### EXERCISE INSTRUCTIONS
In the listing below, locate the line containing "Where can the collar"; reproduce that line and all lines that follow it, unchanged.
>> START
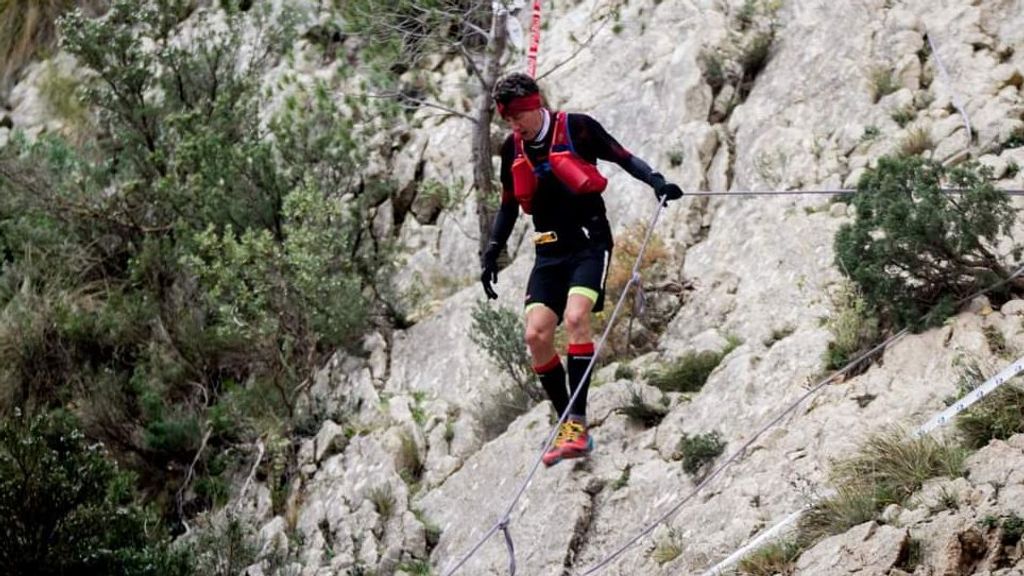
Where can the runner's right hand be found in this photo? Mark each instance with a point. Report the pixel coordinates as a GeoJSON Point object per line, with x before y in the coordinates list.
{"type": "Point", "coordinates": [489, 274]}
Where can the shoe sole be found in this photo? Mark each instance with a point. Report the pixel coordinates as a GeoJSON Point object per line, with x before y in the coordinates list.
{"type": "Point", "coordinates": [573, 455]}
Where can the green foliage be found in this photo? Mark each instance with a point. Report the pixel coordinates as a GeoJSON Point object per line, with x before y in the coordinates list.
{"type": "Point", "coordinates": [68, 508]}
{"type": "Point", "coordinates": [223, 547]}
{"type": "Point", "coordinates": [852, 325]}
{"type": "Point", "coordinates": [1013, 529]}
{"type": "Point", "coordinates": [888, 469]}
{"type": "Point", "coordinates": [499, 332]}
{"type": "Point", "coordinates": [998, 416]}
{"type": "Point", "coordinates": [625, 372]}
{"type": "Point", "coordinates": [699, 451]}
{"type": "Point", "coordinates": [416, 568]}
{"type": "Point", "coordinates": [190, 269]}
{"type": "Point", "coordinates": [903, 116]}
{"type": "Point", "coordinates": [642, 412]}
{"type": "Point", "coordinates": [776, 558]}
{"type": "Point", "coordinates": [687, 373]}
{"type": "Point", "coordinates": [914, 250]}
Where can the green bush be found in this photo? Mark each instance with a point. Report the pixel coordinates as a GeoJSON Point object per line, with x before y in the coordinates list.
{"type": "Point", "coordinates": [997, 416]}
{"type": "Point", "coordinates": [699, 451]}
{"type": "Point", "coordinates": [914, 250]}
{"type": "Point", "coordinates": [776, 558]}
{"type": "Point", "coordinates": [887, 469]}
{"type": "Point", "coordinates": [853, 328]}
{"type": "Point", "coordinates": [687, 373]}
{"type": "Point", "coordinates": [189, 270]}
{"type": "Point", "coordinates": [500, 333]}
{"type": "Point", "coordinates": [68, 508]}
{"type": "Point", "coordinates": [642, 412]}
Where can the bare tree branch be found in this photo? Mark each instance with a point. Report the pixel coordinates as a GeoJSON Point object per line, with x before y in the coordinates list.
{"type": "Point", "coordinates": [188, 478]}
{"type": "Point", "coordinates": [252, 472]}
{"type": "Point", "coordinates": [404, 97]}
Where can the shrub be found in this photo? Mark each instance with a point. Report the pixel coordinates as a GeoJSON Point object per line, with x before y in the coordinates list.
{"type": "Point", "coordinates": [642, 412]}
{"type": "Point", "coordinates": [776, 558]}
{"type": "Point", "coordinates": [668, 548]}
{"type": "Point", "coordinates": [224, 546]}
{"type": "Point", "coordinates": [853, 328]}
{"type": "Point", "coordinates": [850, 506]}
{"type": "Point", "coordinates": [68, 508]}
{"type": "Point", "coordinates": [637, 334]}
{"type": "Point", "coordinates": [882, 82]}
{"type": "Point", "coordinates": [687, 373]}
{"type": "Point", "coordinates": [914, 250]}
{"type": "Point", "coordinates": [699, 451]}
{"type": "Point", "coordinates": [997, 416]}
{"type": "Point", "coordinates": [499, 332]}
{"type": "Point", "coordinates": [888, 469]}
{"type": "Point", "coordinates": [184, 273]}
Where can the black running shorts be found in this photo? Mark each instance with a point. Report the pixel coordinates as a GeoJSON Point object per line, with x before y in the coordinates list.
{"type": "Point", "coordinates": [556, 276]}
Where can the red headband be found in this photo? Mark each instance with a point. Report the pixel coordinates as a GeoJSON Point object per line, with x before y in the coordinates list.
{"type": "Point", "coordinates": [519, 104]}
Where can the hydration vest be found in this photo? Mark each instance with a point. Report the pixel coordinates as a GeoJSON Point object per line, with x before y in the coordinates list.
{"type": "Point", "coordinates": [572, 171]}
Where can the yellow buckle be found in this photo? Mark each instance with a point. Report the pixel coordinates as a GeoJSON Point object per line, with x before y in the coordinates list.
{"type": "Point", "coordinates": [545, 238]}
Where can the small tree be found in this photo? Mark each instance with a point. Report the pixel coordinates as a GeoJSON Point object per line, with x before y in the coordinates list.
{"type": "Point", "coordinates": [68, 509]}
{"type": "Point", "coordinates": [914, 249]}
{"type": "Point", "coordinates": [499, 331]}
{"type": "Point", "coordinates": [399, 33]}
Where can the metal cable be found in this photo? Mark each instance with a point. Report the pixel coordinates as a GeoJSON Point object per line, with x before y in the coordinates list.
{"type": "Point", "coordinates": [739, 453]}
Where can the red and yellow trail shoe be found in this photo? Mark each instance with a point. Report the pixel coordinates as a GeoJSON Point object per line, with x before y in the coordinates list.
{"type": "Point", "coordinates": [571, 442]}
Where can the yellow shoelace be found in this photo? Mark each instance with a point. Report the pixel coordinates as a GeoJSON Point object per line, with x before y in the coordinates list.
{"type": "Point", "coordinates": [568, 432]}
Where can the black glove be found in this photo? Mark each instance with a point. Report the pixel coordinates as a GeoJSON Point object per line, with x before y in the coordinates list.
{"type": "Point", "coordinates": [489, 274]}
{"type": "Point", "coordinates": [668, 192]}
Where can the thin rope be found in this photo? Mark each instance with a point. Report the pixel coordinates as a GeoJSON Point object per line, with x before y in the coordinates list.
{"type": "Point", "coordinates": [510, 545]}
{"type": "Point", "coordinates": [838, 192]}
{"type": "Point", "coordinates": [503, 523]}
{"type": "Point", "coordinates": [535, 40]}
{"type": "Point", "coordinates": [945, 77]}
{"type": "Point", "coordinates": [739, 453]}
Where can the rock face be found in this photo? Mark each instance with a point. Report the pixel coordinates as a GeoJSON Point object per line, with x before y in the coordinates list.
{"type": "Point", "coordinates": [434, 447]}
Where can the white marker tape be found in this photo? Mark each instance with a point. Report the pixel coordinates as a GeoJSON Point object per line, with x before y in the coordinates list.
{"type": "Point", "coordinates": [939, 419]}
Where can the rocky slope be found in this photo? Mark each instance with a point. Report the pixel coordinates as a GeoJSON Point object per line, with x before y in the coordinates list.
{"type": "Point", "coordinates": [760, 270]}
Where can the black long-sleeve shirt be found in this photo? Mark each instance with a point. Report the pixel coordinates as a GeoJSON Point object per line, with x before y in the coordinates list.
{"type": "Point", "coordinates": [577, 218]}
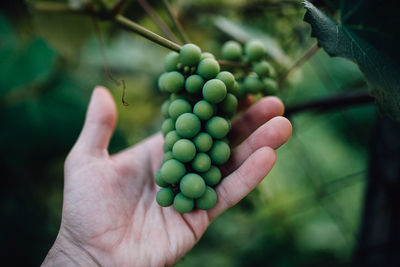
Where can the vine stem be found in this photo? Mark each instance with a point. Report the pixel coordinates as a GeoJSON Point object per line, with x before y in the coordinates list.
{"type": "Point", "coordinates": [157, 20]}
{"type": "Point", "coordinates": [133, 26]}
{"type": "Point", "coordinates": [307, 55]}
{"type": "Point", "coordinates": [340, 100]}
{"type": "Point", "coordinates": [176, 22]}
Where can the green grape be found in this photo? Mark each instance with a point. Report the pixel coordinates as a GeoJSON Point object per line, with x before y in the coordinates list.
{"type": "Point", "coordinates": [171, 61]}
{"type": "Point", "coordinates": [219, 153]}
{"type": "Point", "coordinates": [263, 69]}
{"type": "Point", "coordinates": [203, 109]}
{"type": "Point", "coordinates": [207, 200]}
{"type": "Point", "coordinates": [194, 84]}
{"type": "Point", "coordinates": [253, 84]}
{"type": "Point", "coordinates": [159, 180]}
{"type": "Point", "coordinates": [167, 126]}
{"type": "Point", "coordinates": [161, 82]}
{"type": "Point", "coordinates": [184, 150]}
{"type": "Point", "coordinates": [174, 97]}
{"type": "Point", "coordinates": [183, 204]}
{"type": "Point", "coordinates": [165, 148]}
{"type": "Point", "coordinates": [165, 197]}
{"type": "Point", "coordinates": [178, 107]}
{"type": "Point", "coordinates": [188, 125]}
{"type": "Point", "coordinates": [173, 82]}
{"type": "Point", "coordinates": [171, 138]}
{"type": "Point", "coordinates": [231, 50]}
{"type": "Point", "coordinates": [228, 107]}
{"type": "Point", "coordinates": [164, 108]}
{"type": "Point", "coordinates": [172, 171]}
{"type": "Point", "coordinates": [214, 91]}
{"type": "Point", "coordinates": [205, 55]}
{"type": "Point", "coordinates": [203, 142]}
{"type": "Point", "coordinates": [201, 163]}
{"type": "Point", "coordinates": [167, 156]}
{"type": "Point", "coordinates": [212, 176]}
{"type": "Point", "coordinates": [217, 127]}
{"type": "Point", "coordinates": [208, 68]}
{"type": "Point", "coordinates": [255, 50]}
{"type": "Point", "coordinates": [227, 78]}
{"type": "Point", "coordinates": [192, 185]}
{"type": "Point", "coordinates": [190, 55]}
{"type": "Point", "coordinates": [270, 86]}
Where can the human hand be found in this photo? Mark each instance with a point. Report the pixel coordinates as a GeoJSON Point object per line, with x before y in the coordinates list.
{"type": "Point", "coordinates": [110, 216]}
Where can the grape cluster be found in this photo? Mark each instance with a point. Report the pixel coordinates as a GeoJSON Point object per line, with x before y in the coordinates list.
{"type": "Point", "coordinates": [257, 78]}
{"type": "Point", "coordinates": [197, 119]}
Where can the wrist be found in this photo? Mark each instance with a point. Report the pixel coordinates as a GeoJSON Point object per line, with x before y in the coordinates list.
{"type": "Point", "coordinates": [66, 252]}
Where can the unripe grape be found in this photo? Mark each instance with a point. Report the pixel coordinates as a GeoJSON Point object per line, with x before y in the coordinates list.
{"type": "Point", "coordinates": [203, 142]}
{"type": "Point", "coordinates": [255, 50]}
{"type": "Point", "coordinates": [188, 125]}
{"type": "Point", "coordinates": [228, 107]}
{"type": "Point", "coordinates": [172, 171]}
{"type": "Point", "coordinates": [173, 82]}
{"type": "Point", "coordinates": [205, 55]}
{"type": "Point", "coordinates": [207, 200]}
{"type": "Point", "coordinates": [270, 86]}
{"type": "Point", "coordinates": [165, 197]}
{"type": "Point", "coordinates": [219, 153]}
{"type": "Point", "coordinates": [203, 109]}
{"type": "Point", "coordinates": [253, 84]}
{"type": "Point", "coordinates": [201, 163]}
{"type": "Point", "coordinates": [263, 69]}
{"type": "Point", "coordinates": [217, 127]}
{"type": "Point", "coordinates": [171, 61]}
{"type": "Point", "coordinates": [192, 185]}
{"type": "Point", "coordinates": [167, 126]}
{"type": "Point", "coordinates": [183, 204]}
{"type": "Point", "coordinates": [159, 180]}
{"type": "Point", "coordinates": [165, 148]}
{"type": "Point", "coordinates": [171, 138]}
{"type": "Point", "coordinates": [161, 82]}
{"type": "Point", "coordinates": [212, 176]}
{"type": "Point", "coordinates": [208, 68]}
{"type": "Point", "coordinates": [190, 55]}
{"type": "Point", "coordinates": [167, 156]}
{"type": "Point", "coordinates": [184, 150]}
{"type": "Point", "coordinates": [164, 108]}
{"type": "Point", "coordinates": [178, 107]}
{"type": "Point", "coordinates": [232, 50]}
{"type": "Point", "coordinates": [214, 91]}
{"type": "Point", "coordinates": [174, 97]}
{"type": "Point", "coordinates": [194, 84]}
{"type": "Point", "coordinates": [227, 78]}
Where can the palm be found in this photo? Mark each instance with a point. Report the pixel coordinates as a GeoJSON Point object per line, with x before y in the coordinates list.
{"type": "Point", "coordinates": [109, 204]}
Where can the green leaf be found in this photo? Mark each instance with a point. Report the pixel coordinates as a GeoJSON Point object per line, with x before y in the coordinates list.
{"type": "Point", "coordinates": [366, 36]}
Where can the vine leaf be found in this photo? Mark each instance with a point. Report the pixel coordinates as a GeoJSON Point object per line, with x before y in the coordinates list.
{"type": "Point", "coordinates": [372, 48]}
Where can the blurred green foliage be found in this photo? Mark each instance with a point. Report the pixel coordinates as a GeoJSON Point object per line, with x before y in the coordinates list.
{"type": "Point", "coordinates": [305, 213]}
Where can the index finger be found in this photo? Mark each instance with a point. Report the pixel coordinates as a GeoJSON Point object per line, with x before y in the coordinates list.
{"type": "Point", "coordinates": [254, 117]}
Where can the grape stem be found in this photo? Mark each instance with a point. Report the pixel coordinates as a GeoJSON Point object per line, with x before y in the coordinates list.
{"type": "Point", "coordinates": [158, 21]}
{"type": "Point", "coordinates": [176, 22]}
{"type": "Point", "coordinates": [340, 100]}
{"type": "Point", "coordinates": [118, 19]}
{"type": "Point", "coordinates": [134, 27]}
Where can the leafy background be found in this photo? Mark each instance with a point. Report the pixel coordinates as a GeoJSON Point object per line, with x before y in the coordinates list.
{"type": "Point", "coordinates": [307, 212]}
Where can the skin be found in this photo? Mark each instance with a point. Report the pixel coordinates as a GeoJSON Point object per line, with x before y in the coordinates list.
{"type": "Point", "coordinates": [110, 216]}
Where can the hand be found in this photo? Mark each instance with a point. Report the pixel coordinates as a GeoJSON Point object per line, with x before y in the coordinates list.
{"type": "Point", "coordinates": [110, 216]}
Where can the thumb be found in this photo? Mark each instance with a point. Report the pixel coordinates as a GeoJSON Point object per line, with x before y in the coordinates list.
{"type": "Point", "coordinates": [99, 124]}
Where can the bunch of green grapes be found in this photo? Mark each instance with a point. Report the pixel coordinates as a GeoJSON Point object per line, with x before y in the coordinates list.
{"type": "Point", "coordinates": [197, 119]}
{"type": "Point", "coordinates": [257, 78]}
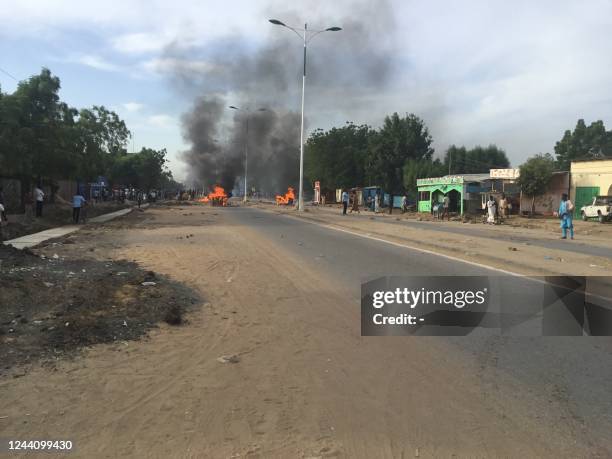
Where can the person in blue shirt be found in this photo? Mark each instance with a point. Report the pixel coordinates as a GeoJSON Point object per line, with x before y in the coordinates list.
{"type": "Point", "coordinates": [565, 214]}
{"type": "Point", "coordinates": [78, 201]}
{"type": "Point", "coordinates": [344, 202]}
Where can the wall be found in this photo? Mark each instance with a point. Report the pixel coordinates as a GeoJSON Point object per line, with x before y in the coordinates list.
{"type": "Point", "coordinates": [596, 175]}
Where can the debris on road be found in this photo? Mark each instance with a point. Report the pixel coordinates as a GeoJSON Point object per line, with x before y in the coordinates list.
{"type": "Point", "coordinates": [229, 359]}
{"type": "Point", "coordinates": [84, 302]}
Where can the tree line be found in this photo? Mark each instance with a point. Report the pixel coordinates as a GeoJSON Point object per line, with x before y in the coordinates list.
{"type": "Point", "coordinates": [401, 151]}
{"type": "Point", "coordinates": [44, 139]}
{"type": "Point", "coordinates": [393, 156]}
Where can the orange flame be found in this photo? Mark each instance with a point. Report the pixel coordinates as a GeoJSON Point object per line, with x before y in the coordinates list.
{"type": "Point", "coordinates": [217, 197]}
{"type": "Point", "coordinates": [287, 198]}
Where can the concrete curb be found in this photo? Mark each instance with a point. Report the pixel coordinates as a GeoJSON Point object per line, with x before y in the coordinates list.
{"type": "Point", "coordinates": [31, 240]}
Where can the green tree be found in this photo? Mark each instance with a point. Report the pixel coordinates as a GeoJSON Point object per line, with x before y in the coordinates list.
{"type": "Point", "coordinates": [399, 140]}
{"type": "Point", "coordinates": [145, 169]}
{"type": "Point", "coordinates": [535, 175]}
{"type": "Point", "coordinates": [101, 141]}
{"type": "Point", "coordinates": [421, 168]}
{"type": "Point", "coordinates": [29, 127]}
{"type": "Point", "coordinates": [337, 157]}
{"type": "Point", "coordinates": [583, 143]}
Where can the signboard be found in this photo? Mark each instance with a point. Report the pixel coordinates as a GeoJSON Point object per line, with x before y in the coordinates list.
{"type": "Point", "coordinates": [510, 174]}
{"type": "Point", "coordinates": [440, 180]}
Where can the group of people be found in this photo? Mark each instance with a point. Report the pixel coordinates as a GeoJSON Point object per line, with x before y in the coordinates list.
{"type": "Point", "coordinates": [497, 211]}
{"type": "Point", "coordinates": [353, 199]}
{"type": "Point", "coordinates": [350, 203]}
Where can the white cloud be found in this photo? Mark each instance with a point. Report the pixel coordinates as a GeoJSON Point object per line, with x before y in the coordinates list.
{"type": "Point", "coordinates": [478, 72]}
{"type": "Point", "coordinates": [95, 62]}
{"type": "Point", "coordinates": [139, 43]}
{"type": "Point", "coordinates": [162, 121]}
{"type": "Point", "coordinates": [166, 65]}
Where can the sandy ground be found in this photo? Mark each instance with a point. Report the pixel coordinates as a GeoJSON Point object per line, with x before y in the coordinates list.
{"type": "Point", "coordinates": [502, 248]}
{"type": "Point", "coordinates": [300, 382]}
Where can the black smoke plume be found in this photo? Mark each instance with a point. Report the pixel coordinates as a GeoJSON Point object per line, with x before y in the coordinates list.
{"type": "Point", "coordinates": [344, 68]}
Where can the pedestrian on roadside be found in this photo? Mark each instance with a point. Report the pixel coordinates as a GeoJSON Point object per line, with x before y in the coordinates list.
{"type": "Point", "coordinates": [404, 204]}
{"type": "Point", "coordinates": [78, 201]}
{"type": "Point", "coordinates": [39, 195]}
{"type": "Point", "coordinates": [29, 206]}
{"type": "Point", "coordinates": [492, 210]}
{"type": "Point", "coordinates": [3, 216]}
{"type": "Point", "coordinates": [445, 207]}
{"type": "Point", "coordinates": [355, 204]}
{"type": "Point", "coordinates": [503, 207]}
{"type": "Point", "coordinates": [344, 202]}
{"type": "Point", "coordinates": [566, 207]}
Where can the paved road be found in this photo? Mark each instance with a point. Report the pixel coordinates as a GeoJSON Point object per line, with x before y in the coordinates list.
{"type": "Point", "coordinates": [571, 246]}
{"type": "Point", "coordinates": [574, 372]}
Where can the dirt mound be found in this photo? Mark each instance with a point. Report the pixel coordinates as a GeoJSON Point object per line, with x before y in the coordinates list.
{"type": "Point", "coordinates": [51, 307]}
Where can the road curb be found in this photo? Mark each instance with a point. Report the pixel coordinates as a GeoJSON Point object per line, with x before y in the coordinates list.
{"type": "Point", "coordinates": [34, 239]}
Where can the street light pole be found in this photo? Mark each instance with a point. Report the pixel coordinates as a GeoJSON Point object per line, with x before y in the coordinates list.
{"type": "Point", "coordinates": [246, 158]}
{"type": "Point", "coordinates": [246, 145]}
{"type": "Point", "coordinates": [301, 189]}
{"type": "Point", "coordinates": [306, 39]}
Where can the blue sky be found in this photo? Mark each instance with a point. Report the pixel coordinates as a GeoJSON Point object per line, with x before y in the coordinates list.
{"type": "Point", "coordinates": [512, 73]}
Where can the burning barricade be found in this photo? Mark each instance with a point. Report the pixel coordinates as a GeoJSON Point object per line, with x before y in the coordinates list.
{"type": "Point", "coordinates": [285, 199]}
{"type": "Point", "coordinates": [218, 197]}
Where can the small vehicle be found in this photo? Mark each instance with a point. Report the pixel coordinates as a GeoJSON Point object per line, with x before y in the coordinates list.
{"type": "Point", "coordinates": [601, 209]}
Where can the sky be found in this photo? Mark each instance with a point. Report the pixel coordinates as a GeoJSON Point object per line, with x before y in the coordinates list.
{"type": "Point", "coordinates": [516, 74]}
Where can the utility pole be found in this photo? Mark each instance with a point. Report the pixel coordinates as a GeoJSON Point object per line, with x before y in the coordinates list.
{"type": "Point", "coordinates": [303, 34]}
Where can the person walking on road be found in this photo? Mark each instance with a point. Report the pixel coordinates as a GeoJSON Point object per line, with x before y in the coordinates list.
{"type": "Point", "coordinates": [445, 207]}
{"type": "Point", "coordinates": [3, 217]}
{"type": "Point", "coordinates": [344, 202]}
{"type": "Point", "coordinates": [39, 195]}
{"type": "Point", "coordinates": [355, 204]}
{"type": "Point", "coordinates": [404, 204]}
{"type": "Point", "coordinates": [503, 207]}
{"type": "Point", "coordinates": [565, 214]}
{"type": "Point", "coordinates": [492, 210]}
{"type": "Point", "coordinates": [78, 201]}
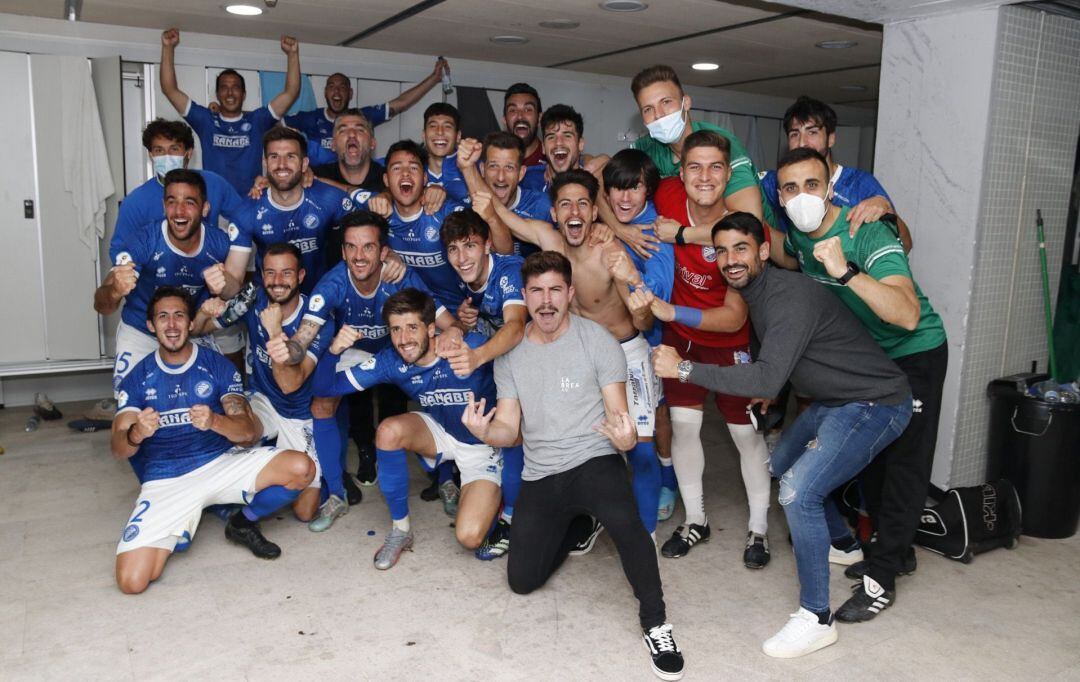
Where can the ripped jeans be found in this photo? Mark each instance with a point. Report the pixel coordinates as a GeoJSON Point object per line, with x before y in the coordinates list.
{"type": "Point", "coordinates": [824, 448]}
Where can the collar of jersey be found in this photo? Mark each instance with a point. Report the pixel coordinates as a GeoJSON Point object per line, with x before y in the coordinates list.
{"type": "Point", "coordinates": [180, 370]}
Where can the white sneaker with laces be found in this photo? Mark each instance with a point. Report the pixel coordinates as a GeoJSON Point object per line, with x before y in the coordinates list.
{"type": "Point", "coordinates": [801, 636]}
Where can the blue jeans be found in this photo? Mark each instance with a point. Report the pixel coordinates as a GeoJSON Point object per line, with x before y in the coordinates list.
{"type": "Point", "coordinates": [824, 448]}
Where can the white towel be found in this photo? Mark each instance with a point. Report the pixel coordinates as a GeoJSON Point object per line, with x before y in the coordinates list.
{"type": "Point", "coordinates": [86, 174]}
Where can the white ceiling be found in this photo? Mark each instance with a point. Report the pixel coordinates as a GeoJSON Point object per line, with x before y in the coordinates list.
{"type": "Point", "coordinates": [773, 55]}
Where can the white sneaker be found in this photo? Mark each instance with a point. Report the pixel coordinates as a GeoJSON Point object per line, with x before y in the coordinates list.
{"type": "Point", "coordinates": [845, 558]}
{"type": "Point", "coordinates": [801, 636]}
>> END
### ANSWER FOR THE TASK
Where can the collar of jersey be found in this photo? Mark each instance with a point. Report the pixel coordinates as a GeoJSON Point object per line, with x before y in the coordinates list.
{"type": "Point", "coordinates": [180, 370]}
Where can the white sneaker with laces be found in this photo? Mark each instance with a point. Report the pixel coordinates as a GeoJSON Point object per line, with x before y in the coordinates list.
{"type": "Point", "coordinates": [801, 636]}
Where can the blue jeans be found in this photo? Mark each instance with a point. Report the pixel coordinates as a GeoJSON Point object per line, with x before y in the coordinates list.
{"type": "Point", "coordinates": [824, 448]}
Where can the white towel be found in this photo? Mark each instance with a point. Report the pixel coordinates as a GeoJSON Point object per line, with x before y in the coordinates list.
{"type": "Point", "coordinates": [86, 174]}
Where can the white ceiling be found in this photo? Mark each instance with a point. Report the pixel coordinates as a GeoJSON Point object per line, with x before y in the coordinates list.
{"type": "Point", "coordinates": [773, 55]}
Where can the white sneaker be found in this photo? Mark each instance with a point. Report the pixel coordinates as a GeoJSON Point object per line, with x before y in the coordinates list.
{"type": "Point", "coordinates": [845, 558]}
{"type": "Point", "coordinates": [801, 636]}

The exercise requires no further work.